═══ DATA SHOWN ═══

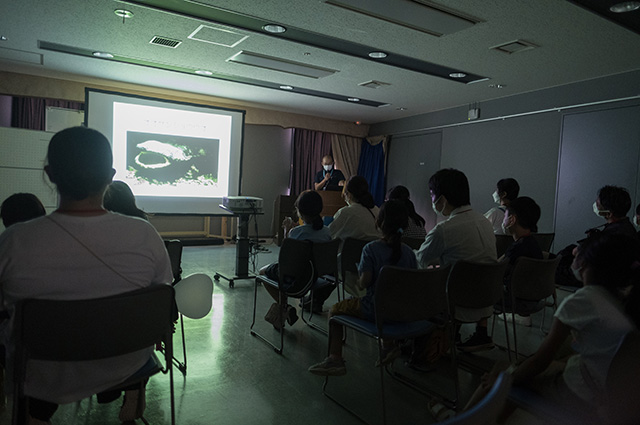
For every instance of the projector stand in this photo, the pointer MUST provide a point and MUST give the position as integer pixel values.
(242, 249)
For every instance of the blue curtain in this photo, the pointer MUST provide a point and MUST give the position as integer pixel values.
(371, 167)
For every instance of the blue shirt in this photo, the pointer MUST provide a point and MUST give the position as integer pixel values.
(375, 255)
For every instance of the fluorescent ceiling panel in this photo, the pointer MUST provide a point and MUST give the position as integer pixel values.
(277, 64)
(408, 14)
(219, 36)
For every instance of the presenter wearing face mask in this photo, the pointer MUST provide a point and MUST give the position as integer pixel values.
(464, 235)
(329, 178)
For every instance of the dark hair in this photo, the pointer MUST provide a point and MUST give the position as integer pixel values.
(615, 199)
(309, 204)
(401, 193)
(613, 257)
(452, 184)
(527, 212)
(119, 198)
(79, 162)
(392, 220)
(21, 207)
(510, 187)
(358, 187)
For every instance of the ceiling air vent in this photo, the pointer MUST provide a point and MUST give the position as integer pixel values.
(373, 84)
(164, 41)
(516, 46)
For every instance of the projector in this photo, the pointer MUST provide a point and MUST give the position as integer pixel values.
(242, 203)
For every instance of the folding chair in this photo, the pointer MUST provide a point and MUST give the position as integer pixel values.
(325, 263)
(475, 285)
(93, 329)
(405, 300)
(296, 276)
(174, 249)
(531, 280)
(486, 412)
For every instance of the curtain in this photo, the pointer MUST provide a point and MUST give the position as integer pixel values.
(30, 112)
(308, 149)
(346, 153)
(372, 165)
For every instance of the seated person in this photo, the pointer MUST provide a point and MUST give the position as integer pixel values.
(595, 318)
(520, 220)
(506, 191)
(416, 222)
(308, 207)
(356, 220)
(464, 235)
(612, 204)
(82, 252)
(119, 198)
(389, 250)
(21, 207)
(329, 178)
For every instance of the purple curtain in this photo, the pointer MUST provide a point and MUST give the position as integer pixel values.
(308, 149)
(29, 112)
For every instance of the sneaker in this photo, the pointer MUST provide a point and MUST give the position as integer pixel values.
(476, 343)
(292, 315)
(133, 406)
(520, 320)
(329, 367)
(388, 356)
(275, 316)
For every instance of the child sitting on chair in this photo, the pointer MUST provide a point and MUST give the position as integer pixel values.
(392, 220)
(308, 207)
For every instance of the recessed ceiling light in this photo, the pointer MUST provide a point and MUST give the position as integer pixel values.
(123, 13)
(274, 28)
(627, 6)
(377, 55)
(104, 55)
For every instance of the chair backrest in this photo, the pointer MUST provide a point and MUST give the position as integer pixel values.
(503, 242)
(414, 243)
(325, 257)
(533, 279)
(623, 382)
(475, 285)
(350, 255)
(406, 295)
(544, 240)
(77, 330)
(486, 412)
(174, 249)
(295, 267)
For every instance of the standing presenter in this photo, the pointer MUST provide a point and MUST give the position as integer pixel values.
(329, 178)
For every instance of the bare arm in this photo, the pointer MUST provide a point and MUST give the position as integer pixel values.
(537, 363)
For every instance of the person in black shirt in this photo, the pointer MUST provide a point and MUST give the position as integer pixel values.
(329, 178)
(520, 220)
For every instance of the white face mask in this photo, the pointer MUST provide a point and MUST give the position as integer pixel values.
(496, 197)
(435, 209)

═══

PROBLEM DESCRIPTION - Transcribe all of the records exactly, without reproducing their pictures.

WRITTEN RESPONSE -
For every instance of the projector stand in this photo, the pointer MUST provide a point and MUST give the position as integer pixel values.
(242, 249)
For every instance of the blue curtain in this photo, the pointer MUST provide a point and MUST give the position as integer pixel values.
(371, 167)
For every instance of the blue shirt in this photo, the pointer MUST provide a point and MUST give the position as integer pixel values.
(375, 255)
For every instance of the fluorescent ceiling panel in this photo, the pointer MUST provide a point and MUST give the position as integer pixel values.
(277, 64)
(408, 14)
(219, 36)
For every instance of the presenter wearing face mask in this photo, the pointer MUST provide a point and MUST give the position as integer pixel values.
(464, 235)
(329, 178)
For every instance of the dark hair in this photo, the pointer MUST provide a point and MUST give the position as integer pixel values.
(615, 199)
(309, 204)
(401, 193)
(613, 257)
(452, 184)
(527, 212)
(119, 198)
(79, 162)
(392, 220)
(21, 207)
(510, 187)
(358, 187)
For every instance of the ceiling air vent in this photo, the pointer MUST provide a point and MUST give the position as integer pixel values.
(373, 84)
(164, 41)
(516, 46)
For every instance of the projector in this photo, the pointer MUST provide a point and MUST give the position as integer pixel values.
(242, 203)
For every instance of the folding chair in this photo, the pointer MUST provide a point and MUST give the position as integer pixel values.
(325, 263)
(475, 285)
(93, 329)
(405, 300)
(296, 276)
(174, 249)
(531, 280)
(486, 412)
For every instance of the curtain in this photo, the pointer MUST provide a point and MUST give the position as integer pixel values.
(30, 112)
(308, 149)
(346, 153)
(372, 165)
For every instance of the seated person in this photo, the pointer MUST provide a point and MUST give the position as integer pixel values.
(595, 318)
(520, 220)
(506, 191)
(416, 222)
(308, 207)
(356, 220)
(464, 235)
(612, 204)
(82, 252)
(119, 198)
(389, 250)
(21, 207)
(329, 178)
For every instance of the purple curtain in this photo, the pointer MUST provide a point and MUST give the position as integer pixel values.
(308, 149)
(29, 112)
For every instance of the sneaker in this photo, the pointer MUST provide a point and MUST give the position as integer pixel values.
(476, 343)
(292, 315)
(133, 406)
(520, 320)
(329, 367)
(388, 356)
(275, 316)
For every instance of the child sitting on chair in this photo, the pointer MUST provide a point and MUST give the position as integer pixel values.
(392, 220)
(308, 207)
For every instance of the recessed ceiling light in this photo, the pointer MUST provide a point and MUST give the position as integer pixel values.
(123, 13)
(274, 28)
(627, 6)
(377, 55)
(104, 55)
For every instance of the chair backrest in this photo, the pointer MUST provide a point and MUST give the position as integer pixel values.
(503, 242)
(414, 243)
(325, 257)
(533, 279)
(623, 382)
(475, 285)
(350, 255)
(406, 295)
(544, 240)
(77, 330)
(486, 412)
(174, 249)
(295, 267)
For every instance of the standing presenter in this photo, the pointer MUST provide a point and MUST give the position as integer pixel values.
(329, 178)
For every instance of the bare arm in this photo, the pointer MUST provide a point and MUST give the position as integer pixel values.
(537, 363)
For every instance of the person in black shirt in this photo, the pointer MUST provide a point and MUST give the position as integer pixel values.
(329, 178)
(520, 220)
For every instance of the white face mask in this photo, the pointer MUST provide a point and MUST give the position as integer pixel values.
(496, 197)
(435, 209)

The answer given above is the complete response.